----- VORLIEGENDER TEXT -----

2010 haben der Deutsche Gewerkschaftsbund und die Arbeitgeberverbände die Politik aufgefordert eine gesetzliche Regelung zur Tarifeinheit zu schaffen. Anlass war das Urteil des Bundesarbeitsgerichts, dass verschiedene Tarifverträge verschiedener Gewerkschaften für ein und dieselbe Beschäftigtengruppe gelten können. Diesen Zustand bezeichnet man als Tarifkollision. Ein Arbeitgeber muss in diesem Fall damit rechnen, dass ein Tarifabschluss mit einer Gewerkschaft keine Planungssicherheit für die gesamte Gruppe von Beschäftigten schafft.
Nun hat Andrea Nahles als Arbeitsministerin der Großen Koalition ein Gesetz vorgelegt, dass diesen Zustand gesetzlich regeln soll. Demnach würde im Falle einer Tarifkollision nur der Tarifvertrag der Gewerkschaft angewendet, die die meisten Mitglieder im gesamten Betrieb hat. Diese Regelung kommt dann zur Anwendung, wenn es den verschiedenen Gewerkschaften zuvor nicht gelungen ist, sich über Zusammenschlüsse und Reichweiten von Tarifverträgen zu einigen. In vielen Fällen geschieht das durch die Abstimmung über Zuständigkeiten, Tarifgemeinschaften oder Ergänzungen von bestehenden Tarifverträgen.
Dennoch zieht der Gesetzentwurf heftige Kritik auf sich. Im Zentrum steht dabei das Streikrecht. Kritiker argumentieren, dass es eingeschränkt wird, weil Mitglieder kleinerer Gewerkschaften keine Chance mehr haben, für einen eigenen Tarifvertrag zu kämpfen und in letzter Konsequenz dafür zu streiken. Der Vorrang für einen Tarifvertrag der größeren Gewerkschaft kommt also praktisch einem Streikverbot der kleineren Gewerkschaften gleich.

-----

ARBEITSAUFTRAG 1
Wie lässt sich der Text zur Tarifeinheit in genau zwei Sätzen zusammenfassen?
ARBEITSAUFTRAG 2
Kannst du den Text zur Tarifeinheit im Anschluss an seinen letzten Satz fortführen?

----- DATEN ZUR PRÜFUNG -----

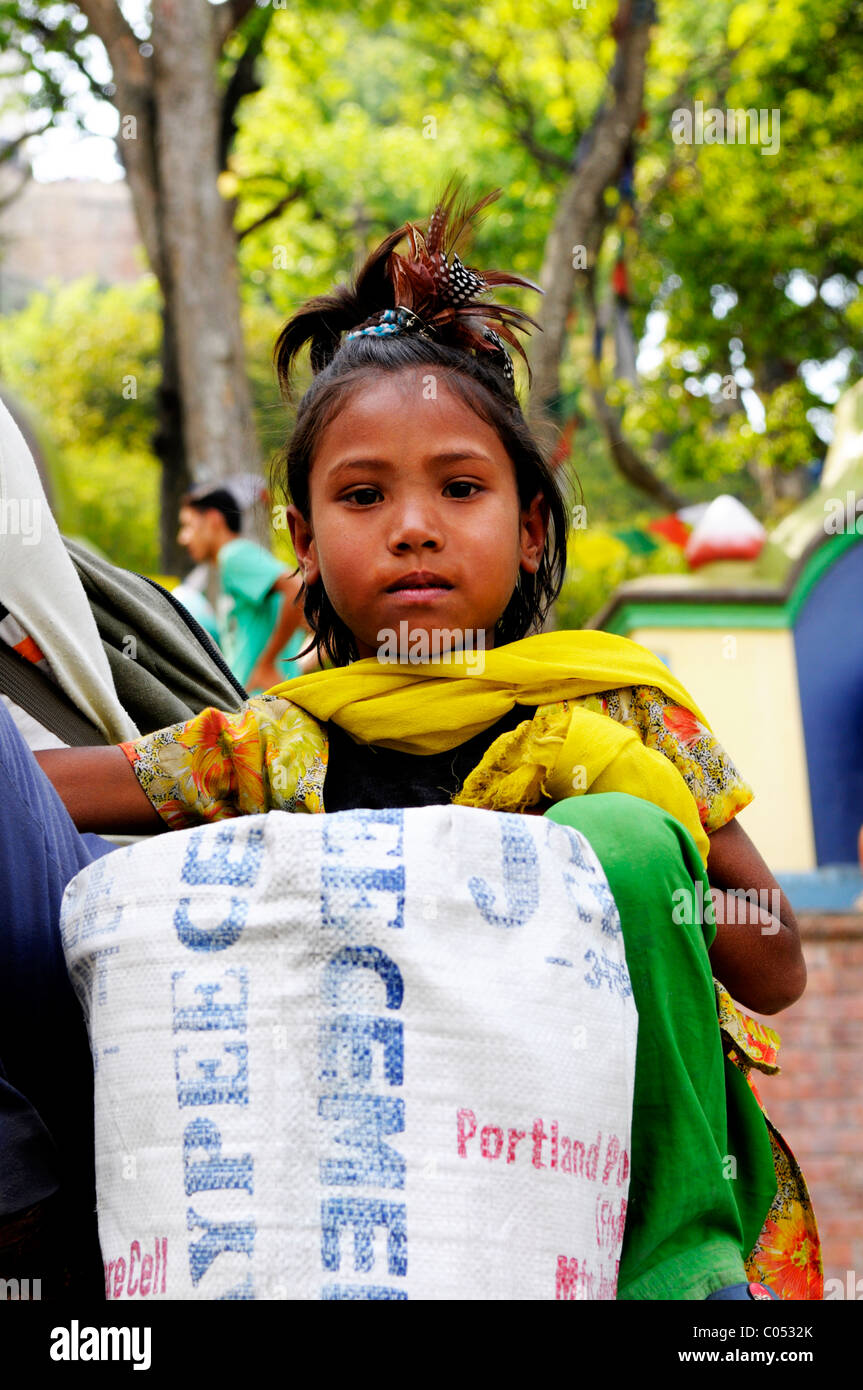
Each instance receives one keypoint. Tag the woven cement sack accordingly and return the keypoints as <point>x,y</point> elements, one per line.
<point>377,1054</point>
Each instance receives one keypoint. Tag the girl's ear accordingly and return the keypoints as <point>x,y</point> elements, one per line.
<point>305,545</point>
<point>534,530</point>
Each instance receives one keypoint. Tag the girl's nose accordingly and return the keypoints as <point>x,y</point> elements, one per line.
<point>416,526</point>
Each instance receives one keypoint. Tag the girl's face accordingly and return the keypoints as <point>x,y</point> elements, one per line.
<point>414,514</point>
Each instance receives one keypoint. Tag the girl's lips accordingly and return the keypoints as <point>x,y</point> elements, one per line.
<point>420,595</point>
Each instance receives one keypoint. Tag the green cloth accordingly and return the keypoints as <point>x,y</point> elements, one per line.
<point>249,606</point>
<point>702,1176</point>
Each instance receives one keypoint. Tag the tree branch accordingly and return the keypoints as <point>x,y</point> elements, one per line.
<point>274,211</point>
<point>243,82</point>
<point>227,17</point>
<point>118,39</point>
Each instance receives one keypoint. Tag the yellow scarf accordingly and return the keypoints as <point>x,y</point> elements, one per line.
<point>562,752</point>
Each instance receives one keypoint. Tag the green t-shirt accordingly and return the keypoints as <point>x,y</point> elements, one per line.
<point>249,606</point>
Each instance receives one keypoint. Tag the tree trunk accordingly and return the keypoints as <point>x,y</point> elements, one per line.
<point>199,242</point>
<point>581,200</point>
<point>170,449</point>
<point>168,143</point>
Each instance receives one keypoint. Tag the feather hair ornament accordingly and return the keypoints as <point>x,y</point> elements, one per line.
<point>430,291</point>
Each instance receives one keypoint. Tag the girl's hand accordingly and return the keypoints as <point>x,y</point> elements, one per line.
<point>756,952</point>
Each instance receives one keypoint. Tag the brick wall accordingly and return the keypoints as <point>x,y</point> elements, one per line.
<point>817,1098</point>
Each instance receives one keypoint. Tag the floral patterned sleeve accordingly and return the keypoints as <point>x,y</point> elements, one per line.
<point>719,790</point>
<point>267,755</point>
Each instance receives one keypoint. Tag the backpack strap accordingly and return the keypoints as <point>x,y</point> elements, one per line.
<point>40,698</point>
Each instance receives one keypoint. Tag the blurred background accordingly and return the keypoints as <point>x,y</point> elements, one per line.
<point>177,180</point>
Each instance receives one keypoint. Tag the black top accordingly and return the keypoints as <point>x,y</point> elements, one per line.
<point>364,774</point>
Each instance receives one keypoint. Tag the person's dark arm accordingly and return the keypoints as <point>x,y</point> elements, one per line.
<point>291,616</point>
<point>756,952</point>
<point>100,790</point>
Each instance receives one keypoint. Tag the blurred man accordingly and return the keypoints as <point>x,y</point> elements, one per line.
<point>259,616</point>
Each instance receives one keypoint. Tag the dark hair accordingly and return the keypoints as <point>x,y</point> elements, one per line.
<point>214,499</point>
<point>474,367</point>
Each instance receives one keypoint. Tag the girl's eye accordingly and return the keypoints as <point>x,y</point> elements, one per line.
<point>463,483</point>
<point>363,496</point>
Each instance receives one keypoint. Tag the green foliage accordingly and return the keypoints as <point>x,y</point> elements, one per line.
<point>598,562</point>
<point>110,498</point>
<point>367,110</point>
<point>86,359</point>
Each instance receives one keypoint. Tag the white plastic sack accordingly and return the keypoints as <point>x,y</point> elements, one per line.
<point>375,1054</point>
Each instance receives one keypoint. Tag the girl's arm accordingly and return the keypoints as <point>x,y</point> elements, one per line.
<point>756,952</point>
<point>100,790</point>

-----

ANTWORT ZUR AUFGABE 1
Nachdem das Bundesarbeitsgericht entschieden hatte, dass für dieselbe Beschäftigtengruppe verschiedene Tarifverträge verschiedener Gewerkschaften gelten können, forderten der Deutsche Gewerkschaftsbund und die Arbeitgeberverbände 2010 eine gesetzliche Regelung zur Tarifeinheit. Der von Arbeitsministerin Andrea Nahles vorgelegte Gesetzentwurf, nach dem bei einer Tarifkollision ohne vorherige Einigung nur der Tarifvertrag der mitgliederstärksten Gewerkschaft im Betrieb angewendet würde, wird heftig kritisiert, weil er nach Ansicht der Kritiker praktisch einem Streikverbot für kleinere Gewerkschaften gleichkommt.

ANTWORT ZUR AUFGABE 2
Ich nehme diese Bedenken sehr ernst. Aus ihrer Geschichte heraus hat die Sozialdemokratie hier eine besondere Verantwortung. Andererseits muss auch darauf geachtet werden, dass keine Beschäftigtengruppe nur aufgrund ihrer besonderen und starken Position im Betrieb (Piloten, Werksfeuerwehren, Ärzte, Lokführer und viele andere mehr) bessere Arbeitsbedingungen heraushandeln kann. Das Streikrecht hatte immer zu Ziel bessere Arbeitsbedingungen für alle Beschäftigten gegen die Arbeitgeber zu erkämpfen. Es war und sollte nie zum Instrument einiger weniger werden.
In den anstehenden parlamentarischen Beratungen müssen die Bedenken umfassend geklärt und überzeugend ausgeräumt werden. Keinesfalls darf der Eindruck entstehen, dass die SPD das Streikrecht einschränkt und damit verhindert, dass Beschäftigte für bessere Arbeitsbedingungen in ihren Betrieben kämpfen können. Anders ist für mich eine Zustimmung zum Gesetzentwurf nicht vorstellbar.